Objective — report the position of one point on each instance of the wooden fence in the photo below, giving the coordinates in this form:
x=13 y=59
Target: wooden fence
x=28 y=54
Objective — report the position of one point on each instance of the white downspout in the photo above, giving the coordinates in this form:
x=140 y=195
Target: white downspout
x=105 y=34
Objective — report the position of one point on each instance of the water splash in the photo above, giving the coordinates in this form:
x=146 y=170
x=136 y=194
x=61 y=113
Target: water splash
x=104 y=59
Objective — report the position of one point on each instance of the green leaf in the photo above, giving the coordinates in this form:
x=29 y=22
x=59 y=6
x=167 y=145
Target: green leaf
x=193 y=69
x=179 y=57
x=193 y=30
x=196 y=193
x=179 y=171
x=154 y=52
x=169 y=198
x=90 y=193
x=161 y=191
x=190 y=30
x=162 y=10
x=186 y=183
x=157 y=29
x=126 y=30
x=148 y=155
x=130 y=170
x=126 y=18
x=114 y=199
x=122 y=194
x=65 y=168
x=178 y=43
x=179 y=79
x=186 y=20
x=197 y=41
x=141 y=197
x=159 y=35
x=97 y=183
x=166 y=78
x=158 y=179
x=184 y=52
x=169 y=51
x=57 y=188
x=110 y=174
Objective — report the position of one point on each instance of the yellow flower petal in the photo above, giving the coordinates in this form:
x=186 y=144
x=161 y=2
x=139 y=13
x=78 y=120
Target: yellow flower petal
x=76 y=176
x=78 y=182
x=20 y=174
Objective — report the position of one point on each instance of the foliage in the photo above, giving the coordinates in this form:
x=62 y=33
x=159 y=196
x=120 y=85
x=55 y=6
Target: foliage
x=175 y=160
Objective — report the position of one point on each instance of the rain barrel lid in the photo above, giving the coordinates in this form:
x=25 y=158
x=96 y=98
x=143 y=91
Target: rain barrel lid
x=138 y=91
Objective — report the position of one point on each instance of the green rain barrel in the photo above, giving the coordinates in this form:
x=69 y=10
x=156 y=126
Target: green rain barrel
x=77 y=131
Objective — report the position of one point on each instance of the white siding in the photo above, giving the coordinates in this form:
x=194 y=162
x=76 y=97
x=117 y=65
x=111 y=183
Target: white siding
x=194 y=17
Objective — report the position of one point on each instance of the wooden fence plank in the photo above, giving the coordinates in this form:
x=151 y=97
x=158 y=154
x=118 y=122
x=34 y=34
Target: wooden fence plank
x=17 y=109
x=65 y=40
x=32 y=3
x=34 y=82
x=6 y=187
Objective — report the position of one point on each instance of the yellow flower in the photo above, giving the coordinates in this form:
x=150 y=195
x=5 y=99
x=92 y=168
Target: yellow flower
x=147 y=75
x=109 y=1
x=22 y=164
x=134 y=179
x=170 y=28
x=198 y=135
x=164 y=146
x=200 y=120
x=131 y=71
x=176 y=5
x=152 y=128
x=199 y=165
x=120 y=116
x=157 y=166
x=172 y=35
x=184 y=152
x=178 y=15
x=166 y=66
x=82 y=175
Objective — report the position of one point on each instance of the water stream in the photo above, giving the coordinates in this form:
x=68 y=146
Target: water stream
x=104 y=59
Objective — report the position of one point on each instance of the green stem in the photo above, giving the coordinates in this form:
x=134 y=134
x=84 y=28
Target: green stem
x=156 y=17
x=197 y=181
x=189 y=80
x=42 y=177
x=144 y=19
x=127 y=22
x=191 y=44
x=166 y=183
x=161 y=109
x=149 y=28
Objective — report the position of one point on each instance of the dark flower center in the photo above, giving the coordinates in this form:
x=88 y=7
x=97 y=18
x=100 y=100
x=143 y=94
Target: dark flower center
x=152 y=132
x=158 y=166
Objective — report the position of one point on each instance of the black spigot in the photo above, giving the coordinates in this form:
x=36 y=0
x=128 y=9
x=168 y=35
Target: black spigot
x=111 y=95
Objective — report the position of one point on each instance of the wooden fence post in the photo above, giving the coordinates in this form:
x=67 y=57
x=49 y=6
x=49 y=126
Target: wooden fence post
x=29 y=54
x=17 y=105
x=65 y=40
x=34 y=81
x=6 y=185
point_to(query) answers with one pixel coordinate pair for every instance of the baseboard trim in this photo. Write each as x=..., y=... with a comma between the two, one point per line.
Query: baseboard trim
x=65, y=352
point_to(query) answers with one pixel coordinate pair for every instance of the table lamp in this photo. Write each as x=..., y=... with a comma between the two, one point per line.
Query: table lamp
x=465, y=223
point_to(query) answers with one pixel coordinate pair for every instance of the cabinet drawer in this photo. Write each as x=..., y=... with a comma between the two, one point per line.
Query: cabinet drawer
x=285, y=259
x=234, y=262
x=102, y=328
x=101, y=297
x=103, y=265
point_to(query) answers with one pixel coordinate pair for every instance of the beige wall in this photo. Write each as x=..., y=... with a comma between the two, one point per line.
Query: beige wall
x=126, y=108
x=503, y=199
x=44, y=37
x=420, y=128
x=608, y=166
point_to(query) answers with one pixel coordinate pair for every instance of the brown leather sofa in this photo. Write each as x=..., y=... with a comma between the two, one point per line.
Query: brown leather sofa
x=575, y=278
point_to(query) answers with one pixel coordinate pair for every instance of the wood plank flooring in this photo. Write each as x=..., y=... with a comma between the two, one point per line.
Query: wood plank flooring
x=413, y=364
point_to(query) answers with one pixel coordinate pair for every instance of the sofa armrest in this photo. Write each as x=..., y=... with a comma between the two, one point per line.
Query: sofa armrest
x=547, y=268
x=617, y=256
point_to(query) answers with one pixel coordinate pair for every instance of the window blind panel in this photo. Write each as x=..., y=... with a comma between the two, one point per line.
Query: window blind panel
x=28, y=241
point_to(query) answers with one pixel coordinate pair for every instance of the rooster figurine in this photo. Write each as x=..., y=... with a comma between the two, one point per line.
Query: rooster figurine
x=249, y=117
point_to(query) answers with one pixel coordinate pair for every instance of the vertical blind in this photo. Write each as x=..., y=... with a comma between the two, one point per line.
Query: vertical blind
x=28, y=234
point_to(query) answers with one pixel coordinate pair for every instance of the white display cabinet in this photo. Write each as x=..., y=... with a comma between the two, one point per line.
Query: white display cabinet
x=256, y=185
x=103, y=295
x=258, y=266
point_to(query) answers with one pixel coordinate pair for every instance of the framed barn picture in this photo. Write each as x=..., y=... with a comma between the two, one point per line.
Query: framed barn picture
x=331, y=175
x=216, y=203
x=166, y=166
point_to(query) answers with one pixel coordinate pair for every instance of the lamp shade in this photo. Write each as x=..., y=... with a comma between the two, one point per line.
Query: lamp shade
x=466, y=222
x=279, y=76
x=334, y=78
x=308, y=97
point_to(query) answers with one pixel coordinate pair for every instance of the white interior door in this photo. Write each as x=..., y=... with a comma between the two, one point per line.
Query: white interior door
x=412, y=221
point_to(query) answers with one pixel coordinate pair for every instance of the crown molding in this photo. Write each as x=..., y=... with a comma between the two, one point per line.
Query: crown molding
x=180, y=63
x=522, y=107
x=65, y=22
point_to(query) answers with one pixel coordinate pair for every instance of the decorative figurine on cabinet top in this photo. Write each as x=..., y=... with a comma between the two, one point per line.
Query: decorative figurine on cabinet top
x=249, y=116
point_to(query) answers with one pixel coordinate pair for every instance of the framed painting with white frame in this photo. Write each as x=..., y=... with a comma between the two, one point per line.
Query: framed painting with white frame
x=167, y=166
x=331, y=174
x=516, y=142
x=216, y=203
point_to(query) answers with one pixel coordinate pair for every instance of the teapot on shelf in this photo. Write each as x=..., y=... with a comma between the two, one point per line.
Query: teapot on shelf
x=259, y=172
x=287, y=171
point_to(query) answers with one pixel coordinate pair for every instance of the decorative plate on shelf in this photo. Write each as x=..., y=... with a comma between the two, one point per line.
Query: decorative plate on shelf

:: WHAT TO WORK ON ::
Could you transcribe each entry exactly as it stands?

:: TASK ANSWER ::
Objective — report the position of one point on each instance of the wooden fence in the photo below, giving the coordinates in this form:
x=13 y=59
Target: wooden fence
x=28 y=54
Objective — report the position of one point on each instance of the white downspout in the photo above, giving the coordinates in this form:
x=140 y=195
Target: white downspout
x=105 y=34
Objective — report the position of one point on each instance of the water splash in the photo above, giving the coordinates in this form:
x=146 y=170
x=136 y=194
x=61 y=113
Target: water splash
x=104 y=59
Objective — report the position of one point on each instance of the green leaf in the photo above, giving the coordinates in this form:
x=29 y=22
x=59 y=6
x=167 y=145
Target: green leaf
x=193 y=69
x=179 y=57
x=193 y=30
x=196 y=193
x=179 y=171
x=154 y=52
x=169 y=198
x=90 y=193
x=161 y=191
x=190 y=30
x=162 y=10
x=186 y=183
x=157 y=29
x=126 y=30
x=148 y=155
x=130 y=170
x=126 y=18
x=114 y=199
x=122 y=194
x=65 y=168
x=178 y=43
x=179 y=79
x=186 y=20
x=197 y=41
x=141 y=197
x=159 y=35
x=97 y=183
x=166 y=78
x=158 y=179
x=184 y=52
x=169 y=51
x=57 y=188
x=110 y=174
Objective — report the position of one point on each instance of the yellow flower petal in the photo above, giving the coordinates in this form:
x=186 y=144
x=161 y=2
x=139 y=13
x=78 y=120
Target: yellow flower petal
x=76 y=176
x=78 y=182
x=20 y=174
Objective — report the position of one point on each instance of the foliage in the photo above, giving the coordinates in this form:
x=62 y=33
x=159 y=196
x=120 y=85
x=55 y=6
Target: foliage
x=175 y=160
Objective — report the position of one point on each instance of the rain barrel lid in the photo above, giving the coordinates in this form:
x=25 y=158
x=96 y=98
x=143 y=91
Target: rain barrel lid
x=138 y=91
Objective — report the position of one point on each instance of the green rain barrel in the photo above, giving the coordinates in this form:
x=69 y=10
x=156 y=126
Target: green rain barrel
x=77 y=131
Objective — report the position of one point on each instance of the white siding in the photo above, giving the coordinates in this form:
x=194 y=162
x=76 y=97
x=117 y=65
x=111 y=183
Target: white siding
x=194 y=17
Objective — report the position of one point on each instance of the wooden fence plank in the photo above, giving the coordinates in this form:
x=151 y=97
x=158 y=154
x=118 y=122
x=34 y=34
Target: wooden fence plank
x=17 y=109
x=65 y=40
x=32 y=3
x=34 y=82
x=6 y=187
Objective — report the position of one point on each instance of the yellow flower in the photo above, giving the coordinates in this form:
x=150 y=195
x=5 y=99
x=92 y=168
Target: yellow flower
x=147 y=75
x=109 y=1
x=22 y=164
x=134 y=179
x=170 y=28
x=198 y=135
x=164 y=146
x=200 y=120
x=131 y=71
x=176 y=5
x=152 y=128
x=199 y=165
x=120 y=116
x=157 y=166
x=172 y=35
x=184 y=152
x=178 y=15
x=166 y=66
x=82 y=175
Objective — report the position of one point on each instance of the water stream in the photo above, giving the coordinates in this form:
x=68 y=146
Target: water stream
x=104 y=59
Objective — report the position of one point on each instance of the green stem in the photo above, giving the coordinates in this form:
x=134 y=134
x=84 y=28
Target: green stem
x=156 y=17
x=197 y=181
x=189 y=80
x=42 y=177
x=144 y=19
x=127 y=22
x=191 y=44
x=166 y=183
x=161 y=109
x=149 y=28
Objective — report the position of one point on each instance of the dark flower center in the photo above, giving the coordinates in this form:
x=88 y=7
x=97 y=18
x=100 y=100
x=143 y=94
Target: dark flower center
x=152 y=132
x=158 y=166
Objective — report the position of one point on each instance of the black spigot in the photo above, giving the coordinates in this form:
x=36 y=0
x=128 y=9
x=168 y=35
Target: black spigot
x=111 y=95
Objective — report the position of one point on each instance of the wooden fence post in the photo above, giving the coordinates in this form:
x=67 y=57
x=49 y=6
x=49 y=126
Target: wooden fence post
x=29 y=54
x=17 y=105
x=65 y=40
x=34 y=81
x=6 y=185
point_to(query) answers with one pixel coordinate pair for every instance of the baseboard trim in this photo. Write each as x=..., y=... with a comma between the two, one point per line.
Query: baseboard trim
x=65, y=352
point_to(query) answers with one pixel coordinate pair for every instance of the table lamp in this photo. Write each as x=..., y=... with a comma between the two, one point per line.
Query: table lamp
x=465, y=223
point_to(query) answers with one pixel coordinate pair for every instance of the cabinet drawer in this photo. Write each as x=..., y=... with a comma between the two, one point per line.
Query: cabinet drawer
x=285, y=259
x=234, y=262
x=102, y=328
x=101, y=297
x=103, y=265
point_to(query) answers with one pixel coordinate pair for every instance of the beige wall in this photo. Write each as x=..., y=... with a comma between the two, one point per line.
Query: beige wall
x=126, y=108
x=503, y=199
x=44, y=37
x=420, y=128
x=608, y=166
point_to(query) answers with one pixel coordinate pair for every instance of the brown leather sofa in this photo. Write each as x=..., y=... with a comma between the two, one point per line.
Query: brown leather sofa
x=575, y=278
point_to(query) answers with one pixel coordinate pair for every instance of the wood plank flooring in this photo. Write each as x=..., y=... with a comma between the two, one point per line.
Query: wood plank flooring
x=413, y=364
point_to(query) answers with one pixel coordinate pair for every instance of the sofa armrest in this photo. Write each as x=..., y=... with a comma between the two, one point per line.
Query: sofa armrest
x=547, y=268
x=617, y=256
point_to(query) answers with one pixel coordinate pair for every instance of the window blind panel in this photo. Write each as x=..., y=... with a comma between the two, one point per line.
Query: window blind panel
x=28, y=241
point_to(query) answers with one pixel coordinate pair for every instance of the rooster figurine in this photo. Write each as x=..., y=... with a comma between the two, one point per line.
Query: rooster figurine
x=249, y=117
point_to(query) answers with one pixel coordinate pair for every instance of the vertical blind in this photo. Write each as x=..., y=... with a comma between the two, one point per line.
Query: vertical blind
x=28, y=234
point_to(query) answers with one pixel coordinate pair for every instance of the white display cabinet in this photo. Write each as x=..., y=... with a comma between the two, one point per line.
Query: white display cabinet
x=256, y=185
x=103, y=295
x=258, y=266
point_to(query) answers with one pixel coordinate pair for every instance of the framed barn picture in this photo. Write each as x=..., y=... with a comma between the two, one point per line.
Query: framed barn picture
x=331, y=175
x=216, y=203
x=166, y=166
point_to(query) answers with one pixel coordinate pair for every instance of the lamp shade in this photo. Write each as x=..., y=... with a comma between the two, one point per line.
Query: lamp shade
x=466, y=222
x=279, y=76
x=334, y=78
x=308, y=97
point_to(query) answers with one pixel coordinate pair for every instance of the white interior door in this photo. Write each as x=..., y=... with a comma between the two, one point per line.
Query: white interior door
x=412, y=221
point_to(query) answers with one pixel coordinate pair for every instance of the crown molding in this photo. Write each as x=..., y=... with a comma between the two, one point per line.
Query: crown molding
x=180, y=63
x=522, y=107
x=65, y=22
point_to(query) answers with one pixel coordinate pair for every instance of the decorative figurine on cabinet top in this photo. Write each as x=..., y=... with a comma between the two, one point per line.
Query: decorative figurine on cabinet top
x=249, y=116
point_to(query) answers with one pixel coordinate pair for every instance of the framed painting with white frame in this photo. Write each as x=..., y=... with a comma between the two, one point per line.
Query: framed painting with white frame
x=167, y=166
x=331, y=174
x=516, y=142
x=216, y=203
point_to(query) answers with one pixel coordinate pair for every instance of the teapot on shelf in this photo. Write each as x=..., y=... with a comma between the two, one point per line.
Query: teapot on shelf
x=259, y=172
x=287, y=171
point_to(query) answers with one pixel coordinate pair for every instance of the decorative plate on shelf in this photo. Write each as x=..., y=... with a comma between the two, one point per line.
Query: decorative plate on shelf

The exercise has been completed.